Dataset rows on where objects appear
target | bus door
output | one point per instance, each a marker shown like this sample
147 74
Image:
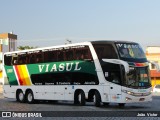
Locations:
115 88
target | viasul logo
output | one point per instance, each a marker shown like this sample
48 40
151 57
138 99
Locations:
59 67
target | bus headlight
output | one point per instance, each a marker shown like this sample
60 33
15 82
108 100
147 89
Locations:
128 92
127 99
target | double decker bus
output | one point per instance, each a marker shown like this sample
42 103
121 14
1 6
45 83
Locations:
97 71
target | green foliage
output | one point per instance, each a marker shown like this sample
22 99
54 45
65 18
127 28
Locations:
26 47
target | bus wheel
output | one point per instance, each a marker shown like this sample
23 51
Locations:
79 98
121 104
106 104
30 97
20 96
97 99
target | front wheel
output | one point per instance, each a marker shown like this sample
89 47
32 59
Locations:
79 98
97 99
121 104
20 96
30 97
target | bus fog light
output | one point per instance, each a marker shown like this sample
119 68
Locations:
127 98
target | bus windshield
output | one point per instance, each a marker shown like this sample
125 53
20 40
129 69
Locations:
130 50
138 77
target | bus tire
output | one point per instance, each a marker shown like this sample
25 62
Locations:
121 104
97 99
20 96
29 97
79 98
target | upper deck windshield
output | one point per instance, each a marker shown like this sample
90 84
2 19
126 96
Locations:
130 50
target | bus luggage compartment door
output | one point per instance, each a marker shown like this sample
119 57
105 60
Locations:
115 93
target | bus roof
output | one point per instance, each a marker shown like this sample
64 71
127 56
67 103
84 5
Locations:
73 44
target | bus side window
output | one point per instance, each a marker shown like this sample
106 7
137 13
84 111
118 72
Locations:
69 55
83 54
32 58
60 55
14 60
8 60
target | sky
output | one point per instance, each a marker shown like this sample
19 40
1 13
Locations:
52 22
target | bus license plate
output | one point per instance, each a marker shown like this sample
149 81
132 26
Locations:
141 99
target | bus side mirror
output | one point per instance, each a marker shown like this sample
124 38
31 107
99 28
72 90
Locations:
120 62
156 65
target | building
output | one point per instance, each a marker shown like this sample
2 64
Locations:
153 54
7 44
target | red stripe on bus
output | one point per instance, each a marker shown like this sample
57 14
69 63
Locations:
18 75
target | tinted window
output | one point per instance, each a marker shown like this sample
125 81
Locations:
105 51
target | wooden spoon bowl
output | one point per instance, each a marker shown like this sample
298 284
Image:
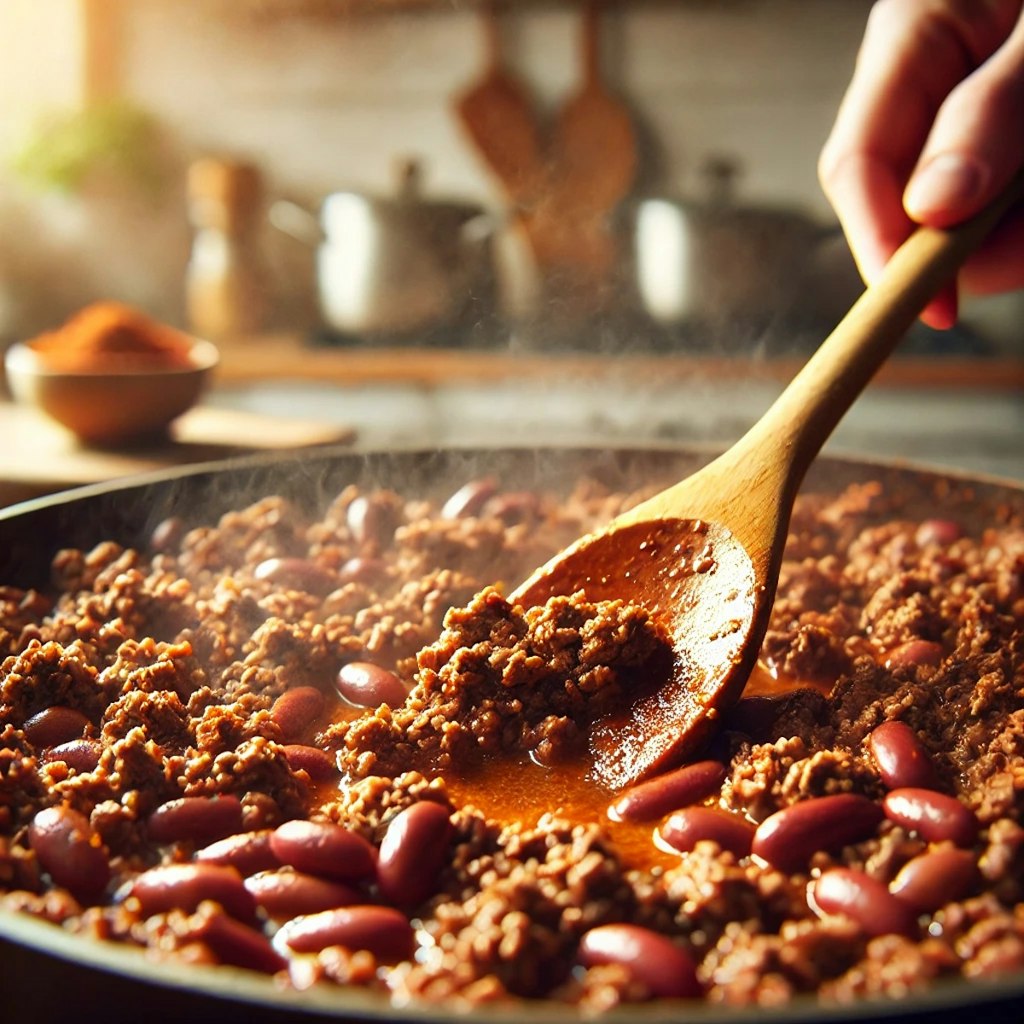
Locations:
704 555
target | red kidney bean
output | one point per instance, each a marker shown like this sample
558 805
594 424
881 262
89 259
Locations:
287 893
246 852
240 945
940 532
901 758
297 573
791 837
80 755
756 716
372 520
325 849
936 878
296 710
70 849
381 930
317 764
687 827
361 569
368 685
199 818
933 815
868 902
469 499
413 851
914 652
55 725
183 887
669 792
666 969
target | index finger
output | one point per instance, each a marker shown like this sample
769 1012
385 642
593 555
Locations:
908 61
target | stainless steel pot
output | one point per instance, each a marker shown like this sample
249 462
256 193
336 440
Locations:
400 264
715 263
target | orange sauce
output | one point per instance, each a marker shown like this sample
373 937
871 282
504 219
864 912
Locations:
514 791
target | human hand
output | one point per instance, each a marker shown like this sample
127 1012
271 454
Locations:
930 130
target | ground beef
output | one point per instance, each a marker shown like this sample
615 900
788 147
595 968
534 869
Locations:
172 672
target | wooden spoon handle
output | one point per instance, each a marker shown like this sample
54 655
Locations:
815 400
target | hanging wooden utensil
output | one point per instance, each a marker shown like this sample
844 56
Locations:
594 146
499 116
592 166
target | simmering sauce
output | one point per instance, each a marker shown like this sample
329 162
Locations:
518 791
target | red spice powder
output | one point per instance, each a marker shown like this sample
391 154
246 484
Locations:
110 336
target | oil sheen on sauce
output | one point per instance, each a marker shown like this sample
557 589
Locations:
518 791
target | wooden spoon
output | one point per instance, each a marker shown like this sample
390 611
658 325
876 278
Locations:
498 114
704 555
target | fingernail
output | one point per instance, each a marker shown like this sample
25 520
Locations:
948 183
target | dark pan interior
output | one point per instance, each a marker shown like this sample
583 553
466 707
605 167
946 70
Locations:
46 975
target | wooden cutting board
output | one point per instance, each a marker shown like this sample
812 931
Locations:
39 456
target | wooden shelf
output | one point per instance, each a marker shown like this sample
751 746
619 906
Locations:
288 357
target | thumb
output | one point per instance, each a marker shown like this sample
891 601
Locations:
976 143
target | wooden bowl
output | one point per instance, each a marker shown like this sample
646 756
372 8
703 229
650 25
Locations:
110 407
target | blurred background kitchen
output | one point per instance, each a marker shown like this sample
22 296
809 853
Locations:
437 221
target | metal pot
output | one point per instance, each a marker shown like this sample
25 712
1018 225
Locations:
713 264
397 265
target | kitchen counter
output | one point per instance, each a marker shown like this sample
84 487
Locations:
956 413
276 391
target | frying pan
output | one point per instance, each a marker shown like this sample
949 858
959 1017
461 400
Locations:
48 975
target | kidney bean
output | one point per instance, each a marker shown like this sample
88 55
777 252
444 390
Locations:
287 893
756 716
70 849
317 764
183 887
368 685
687 827
901 758
239 944
246 852
933 815
868 902
914 652
55 725
936 878
297 573
938 532
654 799
666 969
791 837
325 849
381 930
372 520
80 755
413 851
199 818
296 710
469 499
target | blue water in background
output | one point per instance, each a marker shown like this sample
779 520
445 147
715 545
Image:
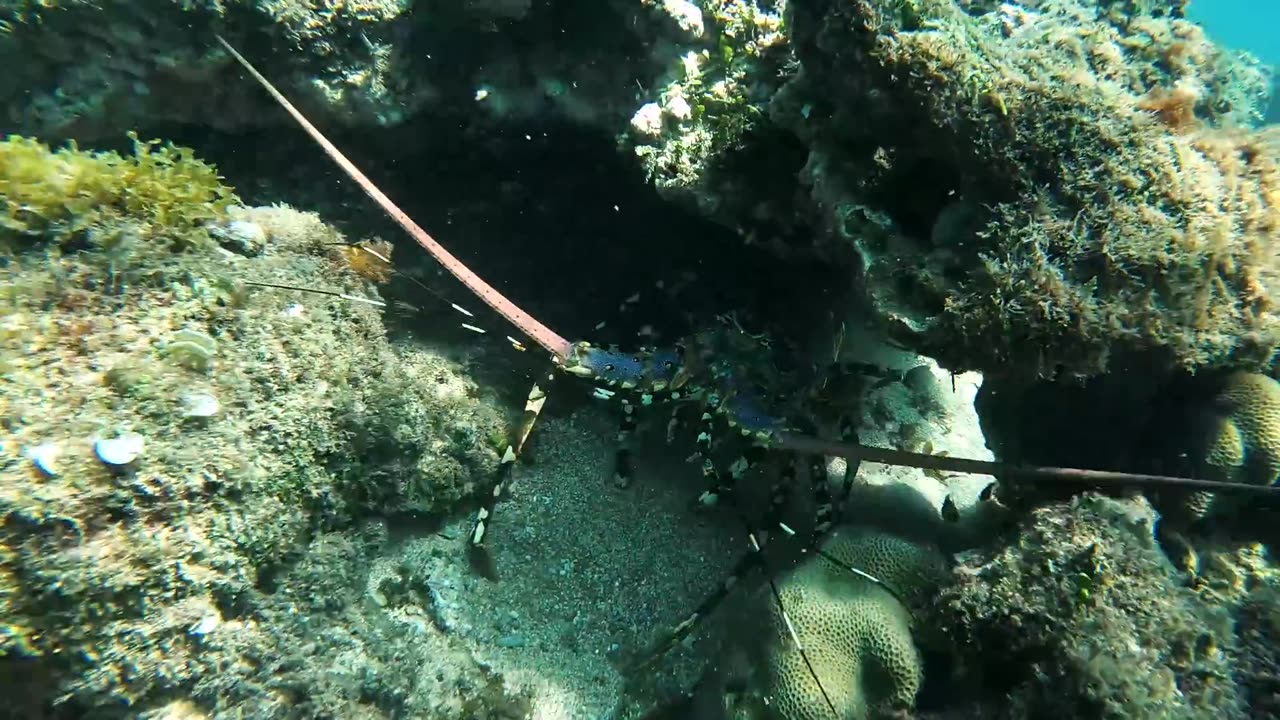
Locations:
1246 24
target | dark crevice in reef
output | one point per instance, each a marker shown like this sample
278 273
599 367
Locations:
551 213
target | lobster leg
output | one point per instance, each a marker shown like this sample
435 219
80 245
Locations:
479 552
624 463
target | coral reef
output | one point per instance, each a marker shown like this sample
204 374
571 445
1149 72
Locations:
1082 615
856 633
1097 192
146 534
711 99
86 69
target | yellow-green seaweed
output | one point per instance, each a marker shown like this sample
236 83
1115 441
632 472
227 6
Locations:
63 194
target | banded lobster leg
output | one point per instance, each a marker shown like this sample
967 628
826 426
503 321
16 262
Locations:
826 518
481 561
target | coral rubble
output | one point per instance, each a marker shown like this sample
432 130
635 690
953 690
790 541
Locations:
145 541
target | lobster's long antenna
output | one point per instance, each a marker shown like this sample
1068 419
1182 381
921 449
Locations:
562 349
901 458
526 323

■ Task to complete
Write out the entries again, exactly as given, skipping any images.

■ Task output
target | bus door
output | one point per instance, each a marker shown like this sample
147 74
Image:
Locations:
115 88
target | viasul logo
output | one point per instance, each a marker shown like this sample
48 40
151 57
138 99
Locations:
59 67
target | bus headlight
output | one point per instance, each a marker shown like this sample
60 33
15 82
108 100
147 89
Locations:
128 92
127 99
target | double decker bus
output | one point per instance, each a marker shown like this sample
42 103
121 14
1 6
45 83
Locations:
97 71
target | green foliage
output | one point per instance, each a marker shown like this sample
22 99
54 45
65 18
127 28
Locations:
26 47
target | bus wheel
output | one point per instance, each a marker shown like this sample
23 51
Locations:
79 98
121 104
106 104
30 97
20 96
97 99
target | front wheel
output | one point per instance, each a marker shown like this sample
89 47
32 59
Locations:
79 98
97 99
121 104
20 96
30 97
target | bus fog light
output | one point per instance, each a marker shown like this sample
119 68
Locations:
127 98
target | bus windshield
output | one point per instance, each a marker shown like this sample
125 53
20 40
129 69
Locations:
130 50
138 77
target | bus tire
output | one point per instance, each a marker shown like this sample
25 62
Locations:
121 104
97 99
20 96
29 97
79 98
target | upper deck windshield
output | one point per instance, each a marker shown like this sample
90 84
2 19
126 96
Locations:
130 50
target | bus luggage compartment door
output | one point per instance, each a marker shown like this sample
119 57
105 60
Locations:
115 93
target | bus roof
output | one point per instance, each a marker shown like this sample
64 71
127 56
67 103
84 5
Locations:
73 44
target | bus side window
output | one point per instance, each a marker shown like this sample
106 7
137 13
84 111
118 72
Locations:
69 55
83 54
32 58
60 55
14 60
8 60
target | sky
output | one point per instance, each a marker shown like this sample
19 40
1 13
Locations:
52 22
target | bus license plate
output | one point per instance, each a marker shown like this sample
149 81
132 26
Locations:
141 99
target | bus side mirror
output | one point per instance, each a marker shown like this sample
124 38
31 107
99 28
72 90
Locations:
120 62
156 65
target | building
output | one point per instance, each a marker shown like this sample
2 64
Locations:
153 54
7 44
target | red stripe on bus
output | one point per instance, each a marker shown like this sample
57 14
69 63
Locations:
18 75
target | tinted window
output | one point per instance, each a marker shown like this sample
125 81
Locations:
105 51
target | wooden spoon bowl
output | one point per instance, each a marker shown like this sample
298 284
Image:
Locations:
704 555
target | red kidney bean
output | one point per instance, each a marker shown like this sample
558 805
594 424
881 262
89 259
Locations:
287 893
246 852
240 945
940 532
901 758
297 573
791 837
80 755
756 716
372 520
325 849
936 878
296 710
70 849
381 930
317 764
687 827
361 569
368 685
199 818
933 815
868 902
469 499
413 851
914 652
55 725
183 887
669 792
666 969
target | index finger
output | one point per instance, each a marker shown like this sample
769 1012
385 642
593 555
Locations:
908 61
target | stainless steel pot
output | one point per instance, each a marker shown like this sample
249 462
256 193
336 440
Locations:
400 264
715 263
target | orange sauce
output | one point per instance, each a marker shown like this sample
373 937
871 282
504 219
864 912
Locations:
514 791
target | human hand
output | one point per instance, each a marker shown like this sample
127 1012
271 454
Locations:
930 130
target | ground beef
output | one point per instance, each a marker shown like this sample
615 900
788 147
595 968
534 869
Locations:
172 672
target | wooden spoon handle
output | one point per instance, each a marker shown like this sample
54 655
Locations:
815 400
target | hanging wooden utensil
output | one point per instance, each a marker shown like this sample
844 56
Locations:
594 146
499 116
592 166
target | simmering sauce
output | one point per instance, each a marker shown like this sample
329 162
Locations:
518 791
target | red spice powder
output | one point per instance, each a marker shown like this sample
391 154
246 484
Locations:
110 336
target | oil sheen on sauce
output | one point per instance, each a marker shown like this sample
557 589
Locations:
518 791
target | wooden spoon
output | one point per instance, each a marker shown like this sample
390 611
658 325
876 278
Locations:
498 114
704 555
target | fingernail
output | one point per instance, each a marker shown like this sample
25 520
Locations:
948 183
target | dark pan interior
output | one point per instance, each a marker shown like this sample
583 553
466 707
605 167
946 70
Locations:
46 975
target | wooden cutting board
output | one point per instance, each a marker shown like this sample
812 931
Locations:
39 456
target | wooden shelf
output | one point per instance, each a marker shown like this sample
751 746
619 906
Locations:
288 357
target | thumb
output | one point per instance, each a marker shown like this sample
891 601
Locations:
976 143
target | wooden bowl
output | one point per instance, each a marker shown like this sample
646 756
372 8
703 229
650 25
Locations:
110 407
target | blurred background kitchen
output | one point per instance, each a marker shown like this sample
22 296
809 853
Locations:
437 221
target | metal pot
output | one point per instance, each a marker shown like this sample
25 712
1018 225
Locations:
713 264
397 265
target | kitchen counter
output | one point per instance, each a marker shown like this sample
84 487
Locations:
956 413
276 391
target | frying pan
output | one point per instance, each a marker shown like this sample
949 858
959 1017
461 400
Locations:
48 975
target | kidney bean
output | one point per instance, each a marker shown like this sample
88 55
777 252
444 390
Locations:
287 893
756 716
70 849
317 764
183 887
368 685
687 827
901 758
239 944
246 852
933 815
868 902
914 652
55 725
936 878
297 573
938 532
654 799
666 969
791 837
325 849
381 930
372 520
80 755
413 851
199 818
296 710
469 499
target | blue water in background
output | one point per instance, each a marker shown like this sample
779 520
445 147
715 545
Image:
Locations:
1246 24
target | dark crevice in reef
output | one point per instance, each a marker shown like this sample
278 273
599 367
Locations:
551 213
target | lobster leg
output | one point per instance, each a marker shown like this sample
435 219
80 245
Locations:
479 552
624 463
target | coral reef
output | one point per instance, each a marker shown like this sample
204 374
571 445
1149 72
Locations:
1082 615
856 633
1097 192
146 534
711 99
86 69
target | yellow-green seaweed
output | one point per instance, each a marker shown like this sample
236 83
1115 441
632 472
227 6
Locations:
63 194
target | banded lobster leg
output | one point per instance, each a marker shown like this sample
967 628
826 426
503 321
16 262
Locations:
826 518
481 561
target | coral rubble
output | one point per instance, each a marker shown like this sample
432 130
635 690
953 690
790 541
Locations:
145 541
target | lobster's long antenna
output | one point per instance, each a marker shown like this sample
1068 419
1182 381
921 449
Locations:
562 349
901 458
526 323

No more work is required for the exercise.